Prompt A:
In the honey fungus text, what are the dark bootlace-like structures found in the soil around an infected tree called?
Prompt B:
Carry on the honey fungus text, starting after its final line.

Honey fungus can be a very serious disease that affects woody and herbaceous plants alike. The name honey fungus refers to a range of species in the genus Armillaria that target the roots of perennial and woody plants. There are 45 different species of the fungus and in fact, the largest organism in the world is a specimen of Armillaria solidipes, which is over 3.4 square miles in size. It will often kill plants, especially young ones. In older trees, the fungus will often just weaken them to the point that they are killed by other minor diseases or through wind damage. It can be very hard to identify honey fungus as the stump that has the initial infection could be very far away from the newly infected plants and the mushrooms are only present from mid-summer to autumn.
Honey Fungus causes the dieback of branches and leaves in woody and herbaceous plants and can also stop leaves emerging in the spring. The dieback is often quite rapid. There are several diseases that can cause these symptoms and so you will need to check for the additional signs of the fungus. In a Honey Fungus outbreak, there will be an old tree stump that is rotting nearby. This may have white mould growing underneath its bark or have small honey coloured (though can be whitish or brown) mushrooms sprouting on it. The white mould will have a strong mushroomy smell to it and can also be found under the bark of the infected tree near the base. Further evidence of a Honey Fungus infection is the presence of dark bootlace-like structures called rhizomorphs in the soil around the infected tree. The shape and thickness of these structures vary depending on the species of Honey fungus but they will be present.
Rotting tree stump nearby.

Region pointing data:
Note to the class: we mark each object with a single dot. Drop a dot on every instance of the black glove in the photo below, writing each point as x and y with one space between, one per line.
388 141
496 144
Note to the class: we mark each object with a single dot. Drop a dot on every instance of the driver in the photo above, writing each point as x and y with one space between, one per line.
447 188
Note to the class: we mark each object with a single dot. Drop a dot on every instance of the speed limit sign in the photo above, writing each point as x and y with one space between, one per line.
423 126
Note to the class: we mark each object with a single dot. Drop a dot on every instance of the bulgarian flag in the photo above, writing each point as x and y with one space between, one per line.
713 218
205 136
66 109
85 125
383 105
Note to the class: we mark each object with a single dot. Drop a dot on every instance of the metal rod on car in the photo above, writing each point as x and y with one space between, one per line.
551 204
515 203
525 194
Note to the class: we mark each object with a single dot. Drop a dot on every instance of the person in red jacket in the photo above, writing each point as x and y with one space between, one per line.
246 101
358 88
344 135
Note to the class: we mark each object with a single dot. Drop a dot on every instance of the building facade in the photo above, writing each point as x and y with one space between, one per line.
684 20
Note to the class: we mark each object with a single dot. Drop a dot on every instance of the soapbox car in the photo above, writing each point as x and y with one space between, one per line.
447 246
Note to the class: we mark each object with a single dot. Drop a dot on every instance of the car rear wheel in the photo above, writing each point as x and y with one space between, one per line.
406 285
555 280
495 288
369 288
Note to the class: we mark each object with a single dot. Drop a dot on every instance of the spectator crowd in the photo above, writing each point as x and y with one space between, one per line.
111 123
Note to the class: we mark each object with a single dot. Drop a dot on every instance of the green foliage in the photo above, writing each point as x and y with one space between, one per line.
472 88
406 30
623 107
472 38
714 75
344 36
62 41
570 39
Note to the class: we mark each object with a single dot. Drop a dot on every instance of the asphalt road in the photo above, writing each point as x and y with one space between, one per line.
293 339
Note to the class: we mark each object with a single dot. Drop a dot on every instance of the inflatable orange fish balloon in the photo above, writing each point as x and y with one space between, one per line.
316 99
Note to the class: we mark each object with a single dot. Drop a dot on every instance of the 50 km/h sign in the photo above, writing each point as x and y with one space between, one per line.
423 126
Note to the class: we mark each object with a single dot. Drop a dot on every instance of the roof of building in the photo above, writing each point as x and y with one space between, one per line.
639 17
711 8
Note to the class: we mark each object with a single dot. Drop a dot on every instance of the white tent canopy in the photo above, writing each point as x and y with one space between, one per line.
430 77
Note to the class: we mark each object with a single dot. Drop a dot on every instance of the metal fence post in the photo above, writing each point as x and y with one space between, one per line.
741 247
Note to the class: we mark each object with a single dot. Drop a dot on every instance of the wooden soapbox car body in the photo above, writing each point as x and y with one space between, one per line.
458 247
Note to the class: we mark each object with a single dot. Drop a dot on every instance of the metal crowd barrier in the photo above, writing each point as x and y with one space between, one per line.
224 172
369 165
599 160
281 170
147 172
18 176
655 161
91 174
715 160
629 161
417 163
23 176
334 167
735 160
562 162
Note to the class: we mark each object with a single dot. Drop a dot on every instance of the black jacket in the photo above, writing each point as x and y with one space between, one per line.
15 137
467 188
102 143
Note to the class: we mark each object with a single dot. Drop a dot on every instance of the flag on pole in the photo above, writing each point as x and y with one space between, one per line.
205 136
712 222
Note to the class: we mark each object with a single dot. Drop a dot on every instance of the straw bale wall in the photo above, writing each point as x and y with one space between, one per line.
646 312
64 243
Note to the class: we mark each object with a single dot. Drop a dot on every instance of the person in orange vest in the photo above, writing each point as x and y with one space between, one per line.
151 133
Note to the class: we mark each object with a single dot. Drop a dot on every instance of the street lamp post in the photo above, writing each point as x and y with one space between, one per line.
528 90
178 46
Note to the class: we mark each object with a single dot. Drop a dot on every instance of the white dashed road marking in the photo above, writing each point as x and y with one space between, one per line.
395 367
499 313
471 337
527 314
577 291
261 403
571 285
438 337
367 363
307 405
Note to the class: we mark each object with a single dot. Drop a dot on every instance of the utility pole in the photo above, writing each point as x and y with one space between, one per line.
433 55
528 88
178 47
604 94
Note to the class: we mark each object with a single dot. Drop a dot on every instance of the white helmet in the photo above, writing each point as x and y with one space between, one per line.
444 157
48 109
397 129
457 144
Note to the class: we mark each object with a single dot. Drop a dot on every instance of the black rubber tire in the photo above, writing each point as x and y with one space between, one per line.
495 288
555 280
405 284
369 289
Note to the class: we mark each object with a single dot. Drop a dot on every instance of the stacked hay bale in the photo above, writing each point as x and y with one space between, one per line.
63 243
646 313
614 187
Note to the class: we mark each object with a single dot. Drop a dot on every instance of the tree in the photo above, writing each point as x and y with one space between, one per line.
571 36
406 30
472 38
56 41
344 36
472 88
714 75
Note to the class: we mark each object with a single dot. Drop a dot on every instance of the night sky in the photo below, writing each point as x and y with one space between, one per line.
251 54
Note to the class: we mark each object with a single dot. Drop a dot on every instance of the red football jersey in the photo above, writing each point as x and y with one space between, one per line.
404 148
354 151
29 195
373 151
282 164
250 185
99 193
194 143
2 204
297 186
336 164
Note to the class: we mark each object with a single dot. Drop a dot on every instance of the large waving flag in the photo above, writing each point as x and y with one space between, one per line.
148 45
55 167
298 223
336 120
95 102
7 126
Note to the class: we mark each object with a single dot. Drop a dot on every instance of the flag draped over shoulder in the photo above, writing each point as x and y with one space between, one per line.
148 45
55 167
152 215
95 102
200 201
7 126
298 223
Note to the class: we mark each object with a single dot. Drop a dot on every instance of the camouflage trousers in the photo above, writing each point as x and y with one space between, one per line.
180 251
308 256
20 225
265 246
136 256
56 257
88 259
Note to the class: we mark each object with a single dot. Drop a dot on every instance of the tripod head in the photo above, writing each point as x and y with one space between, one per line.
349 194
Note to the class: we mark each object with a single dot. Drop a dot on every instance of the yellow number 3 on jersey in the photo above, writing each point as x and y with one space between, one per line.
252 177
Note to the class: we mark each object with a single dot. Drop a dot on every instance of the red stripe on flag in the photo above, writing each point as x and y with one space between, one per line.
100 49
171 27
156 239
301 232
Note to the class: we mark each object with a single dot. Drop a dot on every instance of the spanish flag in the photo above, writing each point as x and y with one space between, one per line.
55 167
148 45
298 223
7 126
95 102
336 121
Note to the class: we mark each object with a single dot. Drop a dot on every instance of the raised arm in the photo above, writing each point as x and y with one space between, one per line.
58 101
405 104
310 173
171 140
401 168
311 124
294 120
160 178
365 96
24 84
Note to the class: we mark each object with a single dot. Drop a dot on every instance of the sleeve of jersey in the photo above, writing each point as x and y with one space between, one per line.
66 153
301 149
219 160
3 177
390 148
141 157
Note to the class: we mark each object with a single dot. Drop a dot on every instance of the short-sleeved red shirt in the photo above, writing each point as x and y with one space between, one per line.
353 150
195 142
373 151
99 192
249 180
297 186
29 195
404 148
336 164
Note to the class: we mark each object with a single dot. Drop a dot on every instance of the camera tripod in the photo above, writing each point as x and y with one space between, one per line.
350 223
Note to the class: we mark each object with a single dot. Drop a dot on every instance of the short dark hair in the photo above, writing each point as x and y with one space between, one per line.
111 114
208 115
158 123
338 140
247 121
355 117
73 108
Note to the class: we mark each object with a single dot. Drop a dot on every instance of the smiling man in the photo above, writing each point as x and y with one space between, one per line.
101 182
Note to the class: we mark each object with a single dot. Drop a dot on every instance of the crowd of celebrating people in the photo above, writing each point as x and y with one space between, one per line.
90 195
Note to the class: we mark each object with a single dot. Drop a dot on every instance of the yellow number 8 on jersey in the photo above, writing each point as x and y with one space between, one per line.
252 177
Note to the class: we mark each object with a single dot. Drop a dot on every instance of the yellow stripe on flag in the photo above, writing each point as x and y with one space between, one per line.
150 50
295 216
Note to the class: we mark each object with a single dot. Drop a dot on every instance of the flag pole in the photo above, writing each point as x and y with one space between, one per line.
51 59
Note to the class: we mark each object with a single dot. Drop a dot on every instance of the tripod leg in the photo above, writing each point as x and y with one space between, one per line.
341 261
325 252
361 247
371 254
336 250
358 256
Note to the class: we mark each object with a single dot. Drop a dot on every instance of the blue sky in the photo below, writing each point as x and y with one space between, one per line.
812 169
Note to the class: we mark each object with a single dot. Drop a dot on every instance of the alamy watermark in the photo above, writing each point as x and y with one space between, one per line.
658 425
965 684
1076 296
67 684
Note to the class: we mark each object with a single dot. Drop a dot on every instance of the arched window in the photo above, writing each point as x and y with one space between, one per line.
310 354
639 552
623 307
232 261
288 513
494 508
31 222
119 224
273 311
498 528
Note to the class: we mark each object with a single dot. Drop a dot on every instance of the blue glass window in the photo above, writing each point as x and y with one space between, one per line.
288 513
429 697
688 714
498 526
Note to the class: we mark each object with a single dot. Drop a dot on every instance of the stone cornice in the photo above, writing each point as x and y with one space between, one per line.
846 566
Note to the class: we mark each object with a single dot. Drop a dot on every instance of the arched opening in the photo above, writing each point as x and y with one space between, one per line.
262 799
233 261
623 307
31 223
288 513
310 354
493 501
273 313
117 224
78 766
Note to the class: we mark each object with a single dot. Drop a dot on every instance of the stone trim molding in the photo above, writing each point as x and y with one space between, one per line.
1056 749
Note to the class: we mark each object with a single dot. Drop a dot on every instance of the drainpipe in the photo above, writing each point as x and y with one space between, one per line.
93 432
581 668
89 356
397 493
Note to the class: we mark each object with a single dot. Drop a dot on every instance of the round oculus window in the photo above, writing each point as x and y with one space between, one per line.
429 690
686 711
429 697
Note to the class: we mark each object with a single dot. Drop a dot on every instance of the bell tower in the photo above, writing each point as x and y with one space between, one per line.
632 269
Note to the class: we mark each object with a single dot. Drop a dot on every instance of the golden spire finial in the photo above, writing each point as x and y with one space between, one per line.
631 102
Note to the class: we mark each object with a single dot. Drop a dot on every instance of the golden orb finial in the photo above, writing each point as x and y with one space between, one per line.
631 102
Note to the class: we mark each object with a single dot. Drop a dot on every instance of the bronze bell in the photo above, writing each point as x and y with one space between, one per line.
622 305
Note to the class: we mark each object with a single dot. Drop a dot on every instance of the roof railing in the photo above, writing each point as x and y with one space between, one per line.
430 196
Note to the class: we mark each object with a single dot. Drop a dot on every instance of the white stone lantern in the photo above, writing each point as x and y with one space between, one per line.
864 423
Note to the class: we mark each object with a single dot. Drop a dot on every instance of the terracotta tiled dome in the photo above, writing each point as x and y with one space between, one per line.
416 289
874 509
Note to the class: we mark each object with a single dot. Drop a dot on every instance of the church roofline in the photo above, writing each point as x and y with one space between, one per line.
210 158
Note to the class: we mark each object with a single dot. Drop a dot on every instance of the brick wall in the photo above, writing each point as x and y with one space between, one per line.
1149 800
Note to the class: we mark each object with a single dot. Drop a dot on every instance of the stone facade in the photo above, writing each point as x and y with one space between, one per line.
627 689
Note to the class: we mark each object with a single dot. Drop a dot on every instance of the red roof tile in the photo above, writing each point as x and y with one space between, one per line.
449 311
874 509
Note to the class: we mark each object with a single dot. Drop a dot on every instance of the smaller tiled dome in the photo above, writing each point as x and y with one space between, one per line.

Answer area A:
Rhizomorphs.

Answer area B:
Dieback of branches
Dark staining or white mould underneath bark at base of the tree with strong mushroom scent
Rotting tree stump nearby
Clumps of honey coloured small mushrooms near plants
Bootlace-like structure in the soil around infected plants.
There are no biological treatments for this disease.
There are no chemical treatments for this disease. Excavation and destruction is needed to completely eradicate, all infected stump and root material should be burnt or sent to landfill.
The rhizomorphs burrow through the soil and infect the root systems of plants. The fungus can kill the plant especially if it is young. In older trees, it may only weaken it and leave it susceptible to other attacks. The mushrooms also create spores that can infect dead wood and in new areas.
The planting of resistant and immune species as hedges. Not having many susceptible species planted together. When removing a tree, remove the whole tree so that there is no stump left to get infected. Physical barriers can be useful to stop the spread to unaffected areas, something like a pond liner (butyl rubber) or heavy plastic sheeting can be placed underground to limit honey fungus spread, this should also extend 2-3cm out above the soil. Regular mechanical action to break up root-like structures known as rhizomorphs is also helpful to limit the spread.